# PROBLEM STATEMENT
Find the word "refrigerator" in the listing below. Copy every line that has it.

TASK INPUT Block Start

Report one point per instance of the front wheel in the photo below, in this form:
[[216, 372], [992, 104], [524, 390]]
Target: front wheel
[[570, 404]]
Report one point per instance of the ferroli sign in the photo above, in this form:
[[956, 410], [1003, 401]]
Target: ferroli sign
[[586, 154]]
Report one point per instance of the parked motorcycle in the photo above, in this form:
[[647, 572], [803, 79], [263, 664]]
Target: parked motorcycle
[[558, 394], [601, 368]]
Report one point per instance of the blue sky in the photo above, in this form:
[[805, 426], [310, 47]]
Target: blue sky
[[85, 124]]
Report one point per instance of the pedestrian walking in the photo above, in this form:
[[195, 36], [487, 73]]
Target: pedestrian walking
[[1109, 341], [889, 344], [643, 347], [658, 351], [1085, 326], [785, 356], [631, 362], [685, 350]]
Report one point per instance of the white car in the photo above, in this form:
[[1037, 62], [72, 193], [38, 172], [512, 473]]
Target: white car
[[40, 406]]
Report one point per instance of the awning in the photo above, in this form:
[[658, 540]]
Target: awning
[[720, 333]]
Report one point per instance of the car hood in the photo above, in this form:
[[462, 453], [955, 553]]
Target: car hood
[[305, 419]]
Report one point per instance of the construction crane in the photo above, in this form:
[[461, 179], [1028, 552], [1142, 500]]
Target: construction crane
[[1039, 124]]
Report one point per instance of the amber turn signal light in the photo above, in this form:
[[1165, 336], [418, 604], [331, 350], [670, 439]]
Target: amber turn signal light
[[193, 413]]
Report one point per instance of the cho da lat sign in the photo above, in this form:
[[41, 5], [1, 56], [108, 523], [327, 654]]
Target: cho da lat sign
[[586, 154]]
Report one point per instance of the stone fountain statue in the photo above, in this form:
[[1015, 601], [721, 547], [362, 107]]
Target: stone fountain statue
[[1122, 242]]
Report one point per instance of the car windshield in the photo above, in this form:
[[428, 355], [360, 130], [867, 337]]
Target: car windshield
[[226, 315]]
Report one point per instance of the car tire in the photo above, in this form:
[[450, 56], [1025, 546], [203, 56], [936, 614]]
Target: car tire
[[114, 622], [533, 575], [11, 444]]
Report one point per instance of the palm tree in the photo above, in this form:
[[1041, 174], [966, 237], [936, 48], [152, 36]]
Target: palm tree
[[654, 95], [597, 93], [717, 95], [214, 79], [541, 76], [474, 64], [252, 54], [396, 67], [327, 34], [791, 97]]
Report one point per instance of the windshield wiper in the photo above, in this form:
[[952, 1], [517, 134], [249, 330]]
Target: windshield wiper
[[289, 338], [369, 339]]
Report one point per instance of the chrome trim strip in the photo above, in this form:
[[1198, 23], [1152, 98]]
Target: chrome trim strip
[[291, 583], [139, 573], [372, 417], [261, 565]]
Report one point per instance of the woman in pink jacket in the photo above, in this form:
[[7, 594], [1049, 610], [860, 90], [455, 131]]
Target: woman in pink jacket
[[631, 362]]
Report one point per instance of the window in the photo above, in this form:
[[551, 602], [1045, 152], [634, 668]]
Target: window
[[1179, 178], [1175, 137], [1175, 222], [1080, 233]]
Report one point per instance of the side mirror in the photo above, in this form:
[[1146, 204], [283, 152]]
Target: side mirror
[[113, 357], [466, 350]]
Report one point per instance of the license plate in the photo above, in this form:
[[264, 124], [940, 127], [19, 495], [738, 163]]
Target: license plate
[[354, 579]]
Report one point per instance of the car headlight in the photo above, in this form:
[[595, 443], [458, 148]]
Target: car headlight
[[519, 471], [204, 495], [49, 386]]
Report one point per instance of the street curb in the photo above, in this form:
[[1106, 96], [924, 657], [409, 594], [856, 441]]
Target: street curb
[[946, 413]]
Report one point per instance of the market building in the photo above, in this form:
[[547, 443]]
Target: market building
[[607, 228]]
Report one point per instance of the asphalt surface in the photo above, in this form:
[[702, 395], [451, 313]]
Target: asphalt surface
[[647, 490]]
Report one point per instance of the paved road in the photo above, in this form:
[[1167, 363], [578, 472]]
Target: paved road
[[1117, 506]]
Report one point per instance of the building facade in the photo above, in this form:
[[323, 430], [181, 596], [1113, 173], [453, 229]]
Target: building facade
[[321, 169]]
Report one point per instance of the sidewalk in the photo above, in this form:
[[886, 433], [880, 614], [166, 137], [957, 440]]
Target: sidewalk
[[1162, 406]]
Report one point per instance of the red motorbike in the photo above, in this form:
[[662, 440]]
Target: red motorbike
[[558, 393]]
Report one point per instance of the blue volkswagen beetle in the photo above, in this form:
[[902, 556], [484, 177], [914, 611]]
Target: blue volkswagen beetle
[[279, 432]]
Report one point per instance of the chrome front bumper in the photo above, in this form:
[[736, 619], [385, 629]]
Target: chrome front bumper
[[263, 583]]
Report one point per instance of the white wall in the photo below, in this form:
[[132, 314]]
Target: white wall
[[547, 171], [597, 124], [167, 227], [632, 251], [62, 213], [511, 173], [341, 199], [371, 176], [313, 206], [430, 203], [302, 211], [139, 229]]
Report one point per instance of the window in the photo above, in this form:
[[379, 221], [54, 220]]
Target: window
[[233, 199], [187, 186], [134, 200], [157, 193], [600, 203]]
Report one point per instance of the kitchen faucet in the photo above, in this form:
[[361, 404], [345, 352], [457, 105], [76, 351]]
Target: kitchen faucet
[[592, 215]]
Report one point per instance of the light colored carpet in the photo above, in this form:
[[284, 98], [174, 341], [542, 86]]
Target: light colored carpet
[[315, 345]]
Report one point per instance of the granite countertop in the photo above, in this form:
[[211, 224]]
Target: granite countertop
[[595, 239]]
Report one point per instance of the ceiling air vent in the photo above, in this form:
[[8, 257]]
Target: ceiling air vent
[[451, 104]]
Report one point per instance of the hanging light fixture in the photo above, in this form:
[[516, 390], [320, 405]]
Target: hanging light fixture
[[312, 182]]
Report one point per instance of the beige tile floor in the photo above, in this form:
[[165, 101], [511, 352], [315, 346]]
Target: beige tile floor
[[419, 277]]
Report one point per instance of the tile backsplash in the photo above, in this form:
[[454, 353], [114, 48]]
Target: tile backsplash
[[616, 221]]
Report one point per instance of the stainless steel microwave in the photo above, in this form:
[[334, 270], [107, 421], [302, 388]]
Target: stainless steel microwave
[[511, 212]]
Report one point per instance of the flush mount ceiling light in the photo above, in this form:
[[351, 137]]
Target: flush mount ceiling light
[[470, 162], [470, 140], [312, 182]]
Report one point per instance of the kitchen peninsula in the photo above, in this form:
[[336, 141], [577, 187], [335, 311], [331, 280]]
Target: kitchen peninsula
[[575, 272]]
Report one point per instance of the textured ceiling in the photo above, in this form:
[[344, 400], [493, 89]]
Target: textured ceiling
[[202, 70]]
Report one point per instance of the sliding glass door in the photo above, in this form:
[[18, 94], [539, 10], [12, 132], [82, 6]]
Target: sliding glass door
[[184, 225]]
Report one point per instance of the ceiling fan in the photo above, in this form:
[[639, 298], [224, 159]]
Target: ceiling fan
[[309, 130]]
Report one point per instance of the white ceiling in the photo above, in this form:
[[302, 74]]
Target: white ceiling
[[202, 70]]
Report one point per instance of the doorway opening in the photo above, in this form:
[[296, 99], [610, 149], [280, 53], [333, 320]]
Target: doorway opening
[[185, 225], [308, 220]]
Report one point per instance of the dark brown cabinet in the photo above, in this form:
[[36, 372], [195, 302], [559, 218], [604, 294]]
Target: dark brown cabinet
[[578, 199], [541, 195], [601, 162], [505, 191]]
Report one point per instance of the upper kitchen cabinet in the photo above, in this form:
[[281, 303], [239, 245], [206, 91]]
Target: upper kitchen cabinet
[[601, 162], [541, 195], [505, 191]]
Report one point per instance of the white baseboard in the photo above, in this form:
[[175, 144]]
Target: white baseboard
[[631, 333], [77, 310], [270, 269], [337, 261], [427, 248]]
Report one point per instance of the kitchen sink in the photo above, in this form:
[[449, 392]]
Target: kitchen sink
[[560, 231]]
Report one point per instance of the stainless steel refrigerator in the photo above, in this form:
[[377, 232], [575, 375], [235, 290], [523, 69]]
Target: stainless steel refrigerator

TASK INPUT Block End

# TASK SOLUTION
Report one point per instance of the stainless steel refrigerator in the photo above, in this form:
Target: stainless steel refrigerator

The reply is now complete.